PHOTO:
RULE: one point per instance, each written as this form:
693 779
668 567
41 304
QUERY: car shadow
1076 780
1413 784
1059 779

##########

What you will do:
Rewrite the listing with "car shadow" changed to "vehicle shadow", leaving everything else as is.

Task response:
PHOTO:
RULE: one point per instance, each written as this form:
693 779
668 567
41 304
QUERY: vehicle shadow
1076 780
1413 784
1059 779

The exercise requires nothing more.